--- TO DO ---
Produce as output only the lines below starting at the line with "target | tree" and continuing through the line with "target | car", each one exactly as written.

(Source records)
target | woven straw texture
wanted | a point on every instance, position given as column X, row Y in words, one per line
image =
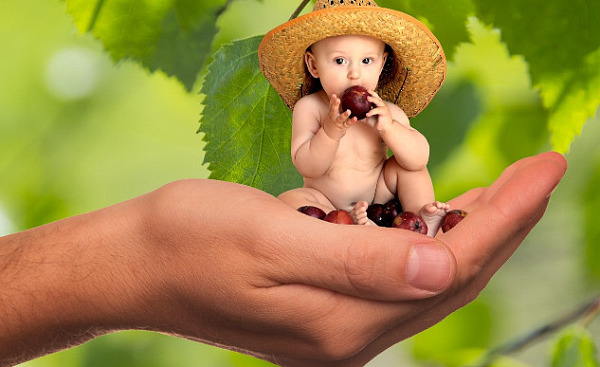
column 416, row 51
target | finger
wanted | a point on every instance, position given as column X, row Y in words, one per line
column 504, row 213
column 364, row 261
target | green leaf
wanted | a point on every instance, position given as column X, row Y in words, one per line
column 169, row 35
column 246, row 124
column 575, row 348
column 466, row 329
column 559, row 40
column 591, row 200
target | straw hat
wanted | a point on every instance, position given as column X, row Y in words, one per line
column 413, row 74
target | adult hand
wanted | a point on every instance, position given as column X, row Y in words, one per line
column 230, row 266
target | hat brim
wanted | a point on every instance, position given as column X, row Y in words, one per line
column 419, row 60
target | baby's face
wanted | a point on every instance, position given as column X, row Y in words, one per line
column 343, row 61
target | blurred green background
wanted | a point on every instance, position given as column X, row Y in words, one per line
column 78, row 132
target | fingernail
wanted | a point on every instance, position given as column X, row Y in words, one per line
column 429, row 267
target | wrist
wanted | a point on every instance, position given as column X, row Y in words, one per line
column 66, row 282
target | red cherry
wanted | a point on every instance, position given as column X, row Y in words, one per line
column 355, row 100
column 312, row 211
column 411, row 221
column 339, row 217
column 452, row 218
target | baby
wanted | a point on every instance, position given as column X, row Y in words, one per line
column 344, row 161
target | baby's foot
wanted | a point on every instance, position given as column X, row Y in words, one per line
column 359, row 214
column 433, row 214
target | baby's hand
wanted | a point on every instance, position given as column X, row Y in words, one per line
column 336, row 123
column 381, row 115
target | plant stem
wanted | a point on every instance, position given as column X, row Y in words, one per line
column 587, row 312
column 299, row 9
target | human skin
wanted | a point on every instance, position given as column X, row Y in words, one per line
column 344, row 161
column 231, row 266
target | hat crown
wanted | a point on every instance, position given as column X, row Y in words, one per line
column 326, row 4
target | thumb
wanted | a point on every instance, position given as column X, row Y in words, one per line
column 368, row 262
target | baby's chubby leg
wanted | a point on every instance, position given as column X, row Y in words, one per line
column 359, row 214
column 432, row 214
column 415, row 192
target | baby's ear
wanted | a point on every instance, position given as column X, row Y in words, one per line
column 311, row 64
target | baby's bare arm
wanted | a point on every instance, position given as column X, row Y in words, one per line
column 314, row 144
column 409, row 146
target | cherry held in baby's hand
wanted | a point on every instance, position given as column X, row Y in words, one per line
column 355, row 100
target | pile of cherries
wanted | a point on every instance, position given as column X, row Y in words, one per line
column 389, row 214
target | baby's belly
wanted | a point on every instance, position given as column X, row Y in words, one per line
column 344, row 189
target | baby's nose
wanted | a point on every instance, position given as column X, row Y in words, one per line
column 353, row 72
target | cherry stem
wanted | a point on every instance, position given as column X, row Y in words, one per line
column 299, row 9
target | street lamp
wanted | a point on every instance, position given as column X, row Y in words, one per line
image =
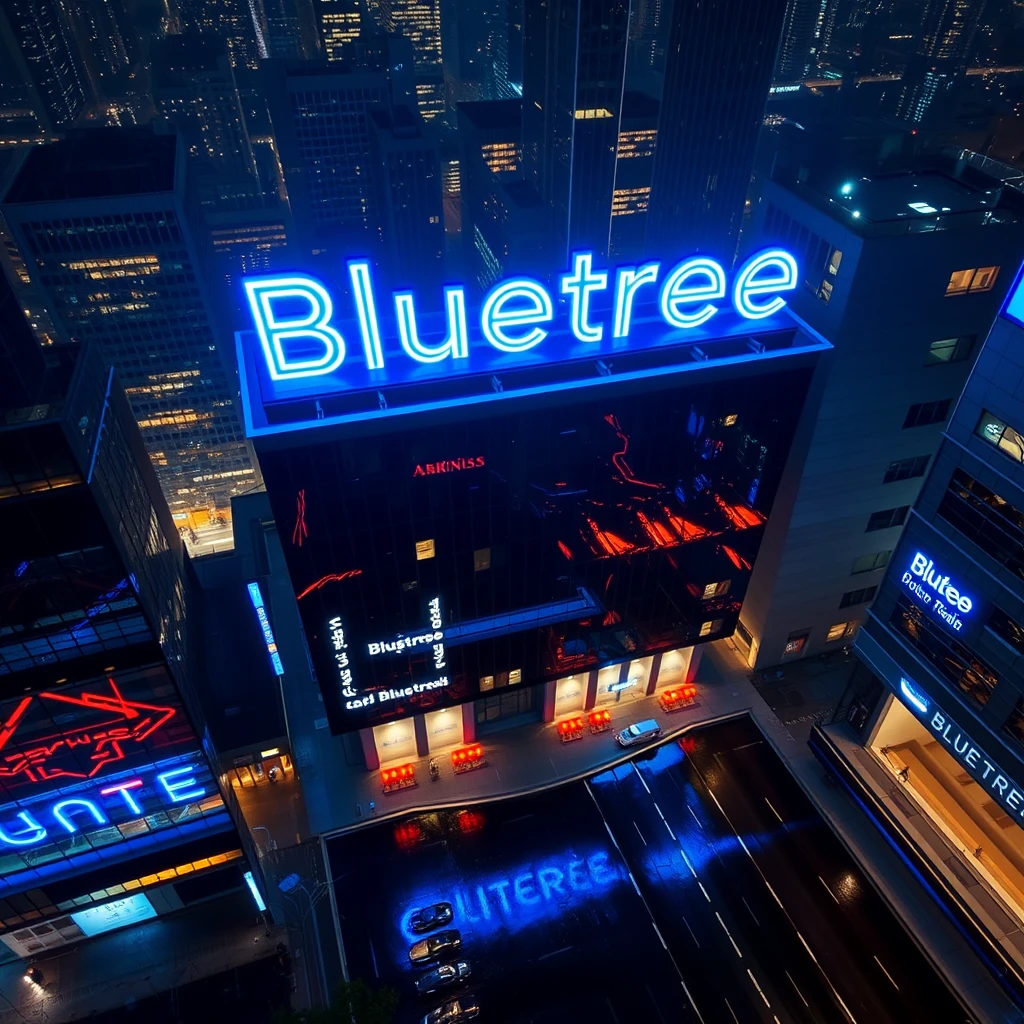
column 291, row 884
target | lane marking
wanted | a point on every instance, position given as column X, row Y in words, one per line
column 827, row 890
column 731, row 939
column 758, row 987
column 799, row 992
column 555, row 952
column 750, row 911
column 887, row 974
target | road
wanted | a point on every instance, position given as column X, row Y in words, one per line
column 764, row 910
column 551, row 924
column 693, row 883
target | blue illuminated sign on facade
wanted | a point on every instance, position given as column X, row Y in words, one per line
column 264, row 623
column 945, row 601
column 961, row 747
column 294, row 314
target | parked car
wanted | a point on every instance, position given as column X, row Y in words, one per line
column 433, row 948
column 429, row 918
column 454, row 1012
column 443, row 976
column 639, row 732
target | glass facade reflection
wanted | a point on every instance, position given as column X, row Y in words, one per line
column 437, row 562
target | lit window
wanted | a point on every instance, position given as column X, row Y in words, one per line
column 993, row 430
column 841, row 631
column 797, row 642
column 949, row 350
column 973, row 280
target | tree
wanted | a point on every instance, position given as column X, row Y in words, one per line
column 354, row 1003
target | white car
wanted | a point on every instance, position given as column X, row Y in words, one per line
column 639, row 732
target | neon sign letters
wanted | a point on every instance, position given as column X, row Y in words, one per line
column 514, row 900
column 448, row 466
column 176, row 785
column 271, row 645
column 948, row 601
column 111, row 726
column 294, row 314
column 981, row 767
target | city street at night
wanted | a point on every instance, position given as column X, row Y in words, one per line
column 707, row 843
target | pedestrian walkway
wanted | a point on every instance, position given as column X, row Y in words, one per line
column 530, row 757
column 123, row 968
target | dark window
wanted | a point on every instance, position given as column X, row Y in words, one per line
column 949, row 350
column 868, row 563
column 925, row 413
column 958, row 664
column 1006, row 628
column 982, row 516
column 862, row 596
column 906, row 469
column 887, row 518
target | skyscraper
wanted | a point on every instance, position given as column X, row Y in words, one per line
column 420, row 22
column 716, row 87
column 195, row 90
column 100, row 219
column 573, row 66
column 36, row 48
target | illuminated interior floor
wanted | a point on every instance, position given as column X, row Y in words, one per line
column 990, row 844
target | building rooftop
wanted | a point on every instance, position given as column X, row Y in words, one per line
column 95, row 163
column 941, row 196
column 494, row 114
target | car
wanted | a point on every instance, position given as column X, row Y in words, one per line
column 639, row 732
column 443, row 976
column 429, row 918
column 434, row 947
column 454, row 1012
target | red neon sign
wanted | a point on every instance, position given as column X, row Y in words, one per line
column 83, row 751
column 448, row 466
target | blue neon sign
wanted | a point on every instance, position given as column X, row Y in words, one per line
column 294, row 313
column 256, row 596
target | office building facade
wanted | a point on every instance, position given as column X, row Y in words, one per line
column 903, row 274
column 110, row 812
column 102, row 223
column 930, row 731
column 523, row 540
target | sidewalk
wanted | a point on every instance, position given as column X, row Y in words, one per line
column 531, row 757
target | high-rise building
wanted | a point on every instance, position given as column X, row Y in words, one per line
column 38, row 53
column 407, row 173
column 930, row 733
column 420, row 22
column 713, row 101
column 573, row 67
column 527, row 535
column 195, row 91
column 796, row 48
column 110, row 810
column 885, row 280
column 102, row 222
column 233, row 20
column 340, row 25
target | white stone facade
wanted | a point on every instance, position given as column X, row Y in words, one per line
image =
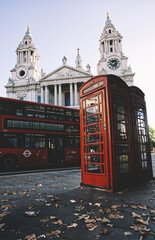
column 61, row 86
column 112, row 59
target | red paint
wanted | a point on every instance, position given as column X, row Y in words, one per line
column 108, row 134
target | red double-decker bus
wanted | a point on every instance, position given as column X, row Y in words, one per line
column 35, row 135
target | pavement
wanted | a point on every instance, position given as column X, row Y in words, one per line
column 52, row 205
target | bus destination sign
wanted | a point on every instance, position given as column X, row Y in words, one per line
column 92, row 87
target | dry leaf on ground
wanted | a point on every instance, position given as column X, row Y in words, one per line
column 72, row 225
column 53, row 233
column 91, row 226
column 127, row 233
column 31, row 237
column 2, row 225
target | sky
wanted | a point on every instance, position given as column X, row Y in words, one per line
column 59, row 27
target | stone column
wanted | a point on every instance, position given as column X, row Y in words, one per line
column 71, row 94
column 60, row 97
column 46, row 94
column 42, row 94
column 55, row 94
column 75, row 93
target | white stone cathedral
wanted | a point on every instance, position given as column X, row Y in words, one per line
column 61, row 86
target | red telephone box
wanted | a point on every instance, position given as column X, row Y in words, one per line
column 107, row 155
column 142, row 153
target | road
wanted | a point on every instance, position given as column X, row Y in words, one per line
column 52, row 205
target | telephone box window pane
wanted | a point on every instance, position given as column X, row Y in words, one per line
column 120, row 100
column 83, row 104
column 92, row 101
column 123, row 158
column 95, row 158
column 93, row 129
column 122, row 137
column 120, row 109
column 120, row 118
column 93, row 138
column 144, row 164
column 142, row 147
column 93, row 148
column 92, row 119
column 124, row 167
column 94, row 169
column 121, row 128
column 92, row 110
column 122, row 147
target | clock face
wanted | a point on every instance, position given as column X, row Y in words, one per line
column 113, row 63
column 22, row 72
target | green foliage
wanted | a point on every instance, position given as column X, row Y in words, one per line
column 152, row 137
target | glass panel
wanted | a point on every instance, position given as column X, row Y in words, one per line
column 92, row 119
column 120, row 100
column 120, row 118
column 121, row 128
column 122, row 147
column 123, row 158
column 94, row 168
column 93, row 138
column 92, row 101
column 93, row 129
column 93, row 158
column 93, row 148
column 124, row 167
column 92, row 110
column 83, row 104
column 120, row 109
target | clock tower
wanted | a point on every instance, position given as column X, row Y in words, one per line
column 24, row 82
column 112, row 59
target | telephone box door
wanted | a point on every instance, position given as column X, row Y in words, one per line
column 95, row 167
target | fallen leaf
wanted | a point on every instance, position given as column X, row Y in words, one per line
column 97, row 204
column 48, row 204
column 53, row 217
column 31, row 237
column 104, row 232
column 72, row 225
column 136, row 215
column 4, row 200
column 58, row 222
column 32, row 213
column 127, row 233
column 79, row 208
column 39, row 185
column 49, row 196
column 53, row 233
column 45, row 219
column 109, row 225
column 72, row 201
column 115, row 206
column 140, row 228
column 116, row 216
column 142, row 221
column 32, row 207
column 90, row 220
column 105, row 220
column 2, row 225
column 91, row 226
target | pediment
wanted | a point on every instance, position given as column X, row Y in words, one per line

--- RESPONSE BOX ---
target | tree
wanted | a point on every instance, position given as column X, row Y in words, one per line
column 354, row 1003
target | white car
wanted | a point on every instance, position given as column X, row Y in words, one per line
column 639, row 732
target | neon sign letters
wanted | a point on every instance, position given as column X, row Y in words, one per line
column 514, row 900
column 448, row 466
column 176, row 785
column 271, row 645
column 948, row 601
column 111, row 726
column 294, row 314
column 981, row 767
target | city street at night
wanted | a point on every instance, position given as column X, row Y in words, one per line
column 707, row 843
target | pedestrian walkway
wanted | a point on every instance, position given as column X, row Y in words, one per line
column 530, row 757
column 123, row 968
target | dark window
wanted | a point on every instance, position given as column X, row Y in words, one per line
column 949, row 350
column 868, row 563
column 925, row 413
column 958, row 664
column 1006, row 628
column 982, row 516
column 862, row 596
column 906, row 469
column 887, row 518
target | skyscraper
wanted | a point on every instance, position given as column X, row Y in words, one per line
column 420, row 22
column 716, row 87
column 195, row 90
column 100, row 219
column 573, row 66
column 36, row 48
target | illuminated interior floor
wanted | a point on every instance, position given as column X, row Y in words, one per line
column 990, row 844
target | building rooftop
wanted | a point on every instance, position given as column X, row Y in words, one per line
column 95, row 163
column 941, row 196
column 494, row 114
target | car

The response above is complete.